** START Data for this exercise **

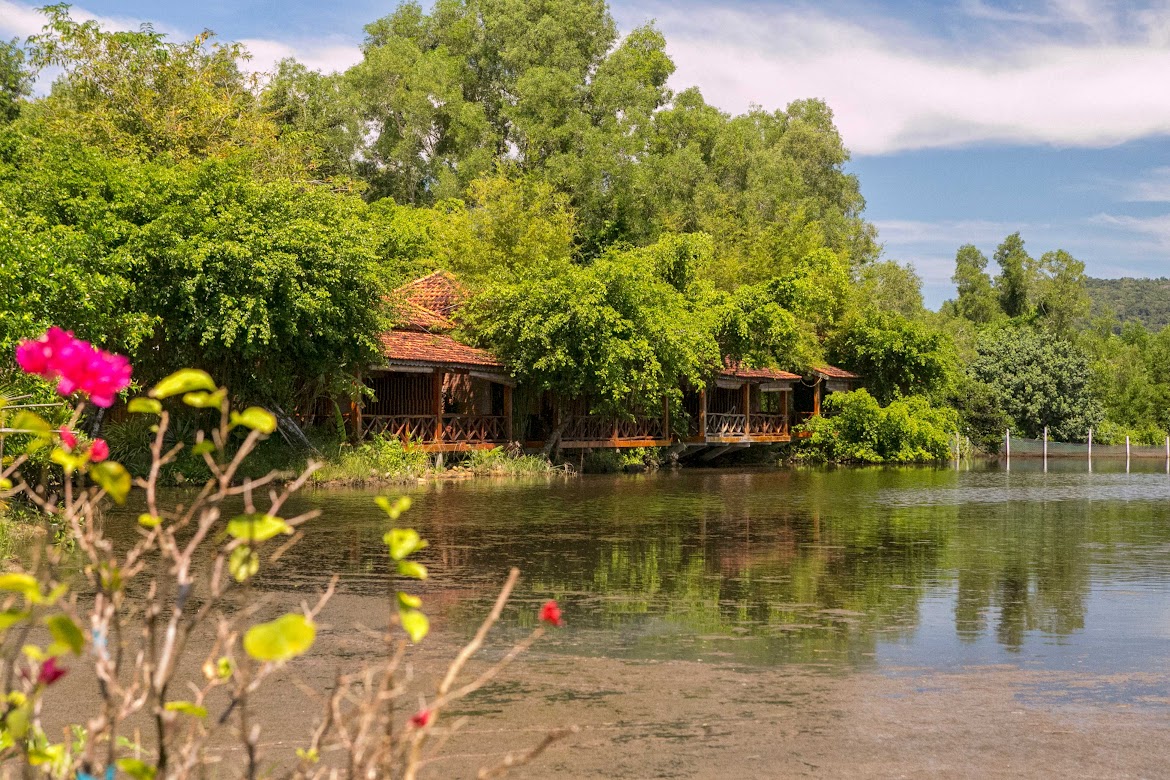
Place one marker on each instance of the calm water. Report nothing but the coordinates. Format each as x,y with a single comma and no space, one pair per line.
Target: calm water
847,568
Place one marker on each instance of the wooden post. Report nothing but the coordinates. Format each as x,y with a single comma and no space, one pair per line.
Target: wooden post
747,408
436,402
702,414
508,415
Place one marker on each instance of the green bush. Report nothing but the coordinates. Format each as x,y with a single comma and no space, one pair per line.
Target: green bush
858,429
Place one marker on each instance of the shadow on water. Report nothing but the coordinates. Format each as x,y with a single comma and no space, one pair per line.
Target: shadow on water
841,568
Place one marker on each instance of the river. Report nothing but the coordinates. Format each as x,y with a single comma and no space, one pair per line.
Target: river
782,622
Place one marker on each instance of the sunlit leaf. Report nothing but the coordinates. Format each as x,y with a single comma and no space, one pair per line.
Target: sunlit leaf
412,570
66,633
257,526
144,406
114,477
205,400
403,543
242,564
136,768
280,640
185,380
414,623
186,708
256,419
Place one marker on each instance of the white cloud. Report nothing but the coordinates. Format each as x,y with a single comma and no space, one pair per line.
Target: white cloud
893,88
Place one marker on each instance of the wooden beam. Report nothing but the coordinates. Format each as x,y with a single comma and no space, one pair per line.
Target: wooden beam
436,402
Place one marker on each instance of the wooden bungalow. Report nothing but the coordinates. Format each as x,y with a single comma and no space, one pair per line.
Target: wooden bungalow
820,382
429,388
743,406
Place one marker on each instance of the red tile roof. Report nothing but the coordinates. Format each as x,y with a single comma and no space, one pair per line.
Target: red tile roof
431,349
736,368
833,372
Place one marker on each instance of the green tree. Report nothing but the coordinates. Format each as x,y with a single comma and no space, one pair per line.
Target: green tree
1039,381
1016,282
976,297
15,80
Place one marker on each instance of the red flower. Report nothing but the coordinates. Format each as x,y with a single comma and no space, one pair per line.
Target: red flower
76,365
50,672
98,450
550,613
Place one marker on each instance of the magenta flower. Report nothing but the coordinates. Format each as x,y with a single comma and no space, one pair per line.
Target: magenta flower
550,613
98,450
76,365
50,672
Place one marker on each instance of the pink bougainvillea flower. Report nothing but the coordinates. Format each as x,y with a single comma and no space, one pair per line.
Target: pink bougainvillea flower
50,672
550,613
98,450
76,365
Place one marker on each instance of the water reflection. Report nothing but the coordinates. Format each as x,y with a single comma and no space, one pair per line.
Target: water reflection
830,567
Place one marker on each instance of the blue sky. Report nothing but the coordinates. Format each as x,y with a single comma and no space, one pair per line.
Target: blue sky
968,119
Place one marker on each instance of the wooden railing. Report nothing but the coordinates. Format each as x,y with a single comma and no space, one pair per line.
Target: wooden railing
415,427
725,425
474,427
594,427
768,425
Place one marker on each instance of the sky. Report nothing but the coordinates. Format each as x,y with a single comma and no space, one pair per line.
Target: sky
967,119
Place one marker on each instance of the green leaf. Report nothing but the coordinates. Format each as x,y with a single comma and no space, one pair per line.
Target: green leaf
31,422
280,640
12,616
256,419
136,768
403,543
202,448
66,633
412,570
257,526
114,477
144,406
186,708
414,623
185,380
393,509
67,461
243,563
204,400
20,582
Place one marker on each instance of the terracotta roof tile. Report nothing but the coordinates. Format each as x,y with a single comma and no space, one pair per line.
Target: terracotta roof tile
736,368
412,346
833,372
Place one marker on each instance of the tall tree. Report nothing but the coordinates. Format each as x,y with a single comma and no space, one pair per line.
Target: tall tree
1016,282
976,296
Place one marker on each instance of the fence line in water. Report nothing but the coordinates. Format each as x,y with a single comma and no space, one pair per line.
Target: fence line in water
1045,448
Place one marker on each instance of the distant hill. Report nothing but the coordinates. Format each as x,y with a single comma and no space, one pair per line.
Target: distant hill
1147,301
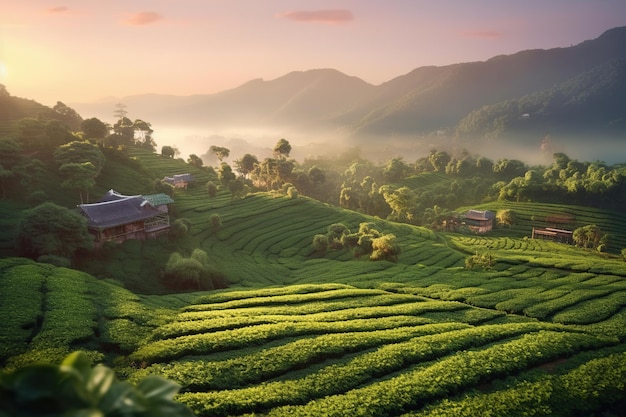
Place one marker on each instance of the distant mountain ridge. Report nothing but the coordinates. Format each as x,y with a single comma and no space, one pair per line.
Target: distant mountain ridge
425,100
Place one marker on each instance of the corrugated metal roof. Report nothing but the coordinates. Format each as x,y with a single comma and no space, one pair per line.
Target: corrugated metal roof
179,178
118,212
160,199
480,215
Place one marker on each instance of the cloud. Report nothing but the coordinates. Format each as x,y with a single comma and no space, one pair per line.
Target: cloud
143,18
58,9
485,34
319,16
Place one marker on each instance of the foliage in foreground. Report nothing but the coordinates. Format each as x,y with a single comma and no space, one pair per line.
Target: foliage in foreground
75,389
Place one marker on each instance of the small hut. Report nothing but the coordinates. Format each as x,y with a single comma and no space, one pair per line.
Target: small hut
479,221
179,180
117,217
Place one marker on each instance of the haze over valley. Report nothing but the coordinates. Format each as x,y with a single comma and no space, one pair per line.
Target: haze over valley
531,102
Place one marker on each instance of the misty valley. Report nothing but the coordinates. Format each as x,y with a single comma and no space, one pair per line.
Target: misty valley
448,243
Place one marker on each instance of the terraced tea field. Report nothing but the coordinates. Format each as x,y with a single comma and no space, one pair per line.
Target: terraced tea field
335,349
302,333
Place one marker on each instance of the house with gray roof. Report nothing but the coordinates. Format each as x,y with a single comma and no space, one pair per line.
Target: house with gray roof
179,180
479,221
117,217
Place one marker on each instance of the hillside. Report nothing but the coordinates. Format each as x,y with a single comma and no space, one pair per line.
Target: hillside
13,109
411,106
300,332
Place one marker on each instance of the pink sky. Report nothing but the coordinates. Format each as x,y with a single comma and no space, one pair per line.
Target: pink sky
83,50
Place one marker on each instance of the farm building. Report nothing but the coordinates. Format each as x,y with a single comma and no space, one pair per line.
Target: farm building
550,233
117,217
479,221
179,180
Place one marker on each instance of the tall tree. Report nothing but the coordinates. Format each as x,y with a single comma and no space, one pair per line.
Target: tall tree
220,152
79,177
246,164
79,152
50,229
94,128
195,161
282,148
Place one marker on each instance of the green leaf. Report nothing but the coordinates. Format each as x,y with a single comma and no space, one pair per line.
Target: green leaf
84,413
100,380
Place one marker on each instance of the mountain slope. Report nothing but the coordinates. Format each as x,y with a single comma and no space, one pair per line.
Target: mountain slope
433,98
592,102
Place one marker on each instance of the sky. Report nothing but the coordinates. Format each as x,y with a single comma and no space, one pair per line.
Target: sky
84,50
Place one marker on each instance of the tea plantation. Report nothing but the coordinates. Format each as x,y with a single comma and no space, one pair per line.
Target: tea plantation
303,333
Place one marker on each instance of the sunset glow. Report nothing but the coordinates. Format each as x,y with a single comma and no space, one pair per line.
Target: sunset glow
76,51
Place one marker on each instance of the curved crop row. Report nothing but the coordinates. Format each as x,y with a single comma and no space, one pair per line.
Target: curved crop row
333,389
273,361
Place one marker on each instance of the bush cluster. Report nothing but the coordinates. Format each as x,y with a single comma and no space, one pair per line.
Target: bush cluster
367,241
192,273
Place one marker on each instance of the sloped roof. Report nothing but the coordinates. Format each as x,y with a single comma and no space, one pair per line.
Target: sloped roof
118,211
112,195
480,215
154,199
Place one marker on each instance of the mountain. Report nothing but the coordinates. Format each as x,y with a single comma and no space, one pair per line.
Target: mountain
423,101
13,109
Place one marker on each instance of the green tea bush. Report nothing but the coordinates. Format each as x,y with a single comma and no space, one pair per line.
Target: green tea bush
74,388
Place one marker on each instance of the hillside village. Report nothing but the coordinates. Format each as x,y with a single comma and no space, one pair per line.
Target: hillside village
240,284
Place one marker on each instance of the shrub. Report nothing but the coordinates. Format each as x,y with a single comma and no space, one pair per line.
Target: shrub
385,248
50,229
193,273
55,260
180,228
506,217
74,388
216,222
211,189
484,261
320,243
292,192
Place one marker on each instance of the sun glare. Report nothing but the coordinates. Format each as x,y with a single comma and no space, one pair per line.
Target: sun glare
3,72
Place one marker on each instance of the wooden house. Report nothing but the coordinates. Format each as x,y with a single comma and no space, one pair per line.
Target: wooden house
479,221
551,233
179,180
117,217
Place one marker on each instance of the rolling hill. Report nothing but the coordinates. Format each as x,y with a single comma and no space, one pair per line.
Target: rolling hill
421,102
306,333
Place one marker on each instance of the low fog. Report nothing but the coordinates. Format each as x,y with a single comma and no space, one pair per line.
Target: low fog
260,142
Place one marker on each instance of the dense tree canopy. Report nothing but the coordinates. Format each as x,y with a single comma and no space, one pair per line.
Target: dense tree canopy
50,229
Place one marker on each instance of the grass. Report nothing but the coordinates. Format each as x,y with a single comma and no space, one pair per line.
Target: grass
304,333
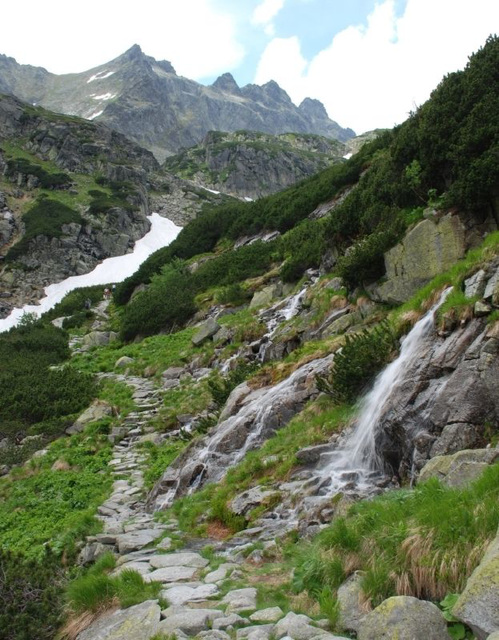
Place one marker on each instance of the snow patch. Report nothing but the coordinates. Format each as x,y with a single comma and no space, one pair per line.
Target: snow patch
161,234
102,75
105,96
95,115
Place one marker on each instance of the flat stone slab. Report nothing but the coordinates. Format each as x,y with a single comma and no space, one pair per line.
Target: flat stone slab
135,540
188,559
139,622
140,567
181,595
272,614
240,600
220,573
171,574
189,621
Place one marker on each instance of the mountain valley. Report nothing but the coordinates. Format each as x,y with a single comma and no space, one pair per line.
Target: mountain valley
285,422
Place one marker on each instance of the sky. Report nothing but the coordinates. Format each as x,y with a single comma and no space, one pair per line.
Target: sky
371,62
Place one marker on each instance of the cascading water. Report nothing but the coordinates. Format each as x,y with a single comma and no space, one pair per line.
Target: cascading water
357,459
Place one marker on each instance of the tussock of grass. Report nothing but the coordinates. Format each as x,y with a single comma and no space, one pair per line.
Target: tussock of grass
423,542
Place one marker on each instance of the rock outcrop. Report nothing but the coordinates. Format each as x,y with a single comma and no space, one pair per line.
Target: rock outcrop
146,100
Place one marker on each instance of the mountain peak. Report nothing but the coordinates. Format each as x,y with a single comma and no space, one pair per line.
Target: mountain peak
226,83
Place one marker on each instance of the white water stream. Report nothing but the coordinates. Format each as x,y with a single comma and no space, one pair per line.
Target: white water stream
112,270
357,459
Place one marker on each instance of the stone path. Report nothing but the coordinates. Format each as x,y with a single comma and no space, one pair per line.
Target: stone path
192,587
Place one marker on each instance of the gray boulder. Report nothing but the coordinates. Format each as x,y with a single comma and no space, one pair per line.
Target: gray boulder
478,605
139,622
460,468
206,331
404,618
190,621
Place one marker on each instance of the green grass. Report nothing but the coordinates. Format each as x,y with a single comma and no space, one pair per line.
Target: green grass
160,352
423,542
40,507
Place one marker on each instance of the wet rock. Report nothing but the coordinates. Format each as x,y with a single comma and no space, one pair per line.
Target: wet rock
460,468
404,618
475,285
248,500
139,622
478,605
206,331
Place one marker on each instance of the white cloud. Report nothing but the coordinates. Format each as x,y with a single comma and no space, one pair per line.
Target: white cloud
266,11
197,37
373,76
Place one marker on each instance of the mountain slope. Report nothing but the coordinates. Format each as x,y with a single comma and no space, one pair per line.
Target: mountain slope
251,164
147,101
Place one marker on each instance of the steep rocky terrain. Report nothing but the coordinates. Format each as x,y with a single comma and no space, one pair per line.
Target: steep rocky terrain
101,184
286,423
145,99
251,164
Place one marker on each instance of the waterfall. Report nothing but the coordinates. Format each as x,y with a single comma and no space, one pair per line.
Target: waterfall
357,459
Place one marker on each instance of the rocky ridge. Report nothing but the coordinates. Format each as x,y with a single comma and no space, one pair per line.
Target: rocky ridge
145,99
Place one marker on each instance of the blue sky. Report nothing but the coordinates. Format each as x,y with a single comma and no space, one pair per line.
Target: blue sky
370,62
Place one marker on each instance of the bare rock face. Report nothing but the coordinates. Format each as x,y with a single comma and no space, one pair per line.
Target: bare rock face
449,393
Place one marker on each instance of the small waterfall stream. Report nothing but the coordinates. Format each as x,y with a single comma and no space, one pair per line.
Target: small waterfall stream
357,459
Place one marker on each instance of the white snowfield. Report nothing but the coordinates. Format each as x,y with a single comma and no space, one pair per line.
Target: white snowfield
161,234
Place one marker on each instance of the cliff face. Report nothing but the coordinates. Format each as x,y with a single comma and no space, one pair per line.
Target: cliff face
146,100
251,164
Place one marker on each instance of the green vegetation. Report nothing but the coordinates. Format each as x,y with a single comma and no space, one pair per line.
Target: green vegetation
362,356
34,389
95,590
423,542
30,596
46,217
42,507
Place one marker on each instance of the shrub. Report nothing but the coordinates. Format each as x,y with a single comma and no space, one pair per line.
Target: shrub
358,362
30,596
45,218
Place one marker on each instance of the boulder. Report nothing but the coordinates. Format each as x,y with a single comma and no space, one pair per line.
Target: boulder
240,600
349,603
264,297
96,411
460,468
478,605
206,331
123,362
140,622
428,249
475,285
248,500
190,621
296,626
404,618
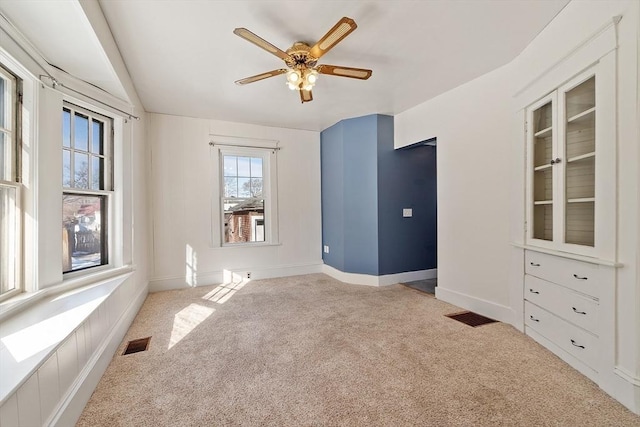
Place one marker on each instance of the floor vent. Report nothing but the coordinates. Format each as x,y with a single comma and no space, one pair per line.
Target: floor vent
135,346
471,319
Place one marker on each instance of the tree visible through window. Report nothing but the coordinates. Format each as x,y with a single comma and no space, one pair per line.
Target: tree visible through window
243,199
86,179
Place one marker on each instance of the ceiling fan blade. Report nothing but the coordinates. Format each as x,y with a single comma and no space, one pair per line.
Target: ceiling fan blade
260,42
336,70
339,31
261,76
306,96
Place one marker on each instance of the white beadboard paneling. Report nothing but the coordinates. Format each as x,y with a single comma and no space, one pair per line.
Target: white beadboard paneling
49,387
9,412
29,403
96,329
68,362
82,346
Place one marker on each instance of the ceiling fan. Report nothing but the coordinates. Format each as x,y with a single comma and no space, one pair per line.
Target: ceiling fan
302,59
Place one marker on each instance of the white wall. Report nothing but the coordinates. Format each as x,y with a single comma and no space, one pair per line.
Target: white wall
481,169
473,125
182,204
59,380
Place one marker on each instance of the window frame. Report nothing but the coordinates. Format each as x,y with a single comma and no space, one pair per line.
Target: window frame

** END Data for this exercise **

What you will do> Please retype, exactly and with the pictures left out, the lines from the line containing "Place one marker on each instance of the boulder." through the last line of the records above.

Answer to the exercise>
Place one marker on each instance of the boulder. Report nothing but the coordinates. Format each as x,y with a single comma and no space, one pair per line.
Target: boulder
240,600
349,603
264,297
96,411
460,468
478,605
206,331
123,362
140,622
428,249
475,285
248,500
190,621
296,626
404,618
Place one marker on each instance of the floor vent. Report nothing but the coordinates. Format each as x,y with a single comma and no space, one pair per line.
Target: floor vent
135,346
471,319
Place one marker on each instance of the tree visible through window. Report nothing but the coordinates. Format each as x,y with a single comma and no space, one pair per line.
Target: tree visible through window
243,199
86,179
Place one marker on each instance of the ceiling fan blade. Report nothing but the coordinates. Format each as x,y with a single comma and no space, one pair per line.
Target: ceiling fan blade
260,42
336,70
339,31
261,76
306,96
Place one marker on each instance of the white beadboard paneling. Report nothing but the coordinates. Format each as x,y with a single comma and no space, one pair per line.
Target: white beadboard paneling
49,387
9,412
29,403
96,329
68,362
82,346
Place one marker on each instance of the ceiling fan. Report nothing but the coordinates. Format each as x,y with a single comma and no space, one pair per line.
Target: ceiling fan
302,59
Place one marker on each instance of the white wall. Report nothing but the coordinates. Format each as x,y with a single comma and no space, one pair per line.
Target: white wall
481,169
473,125
182,204
59,380
Place one marker on each instance of the window frame. Report nothing but the coordinates. Format each as x,y with a single comma and no space, one pair per line.
Target: window frame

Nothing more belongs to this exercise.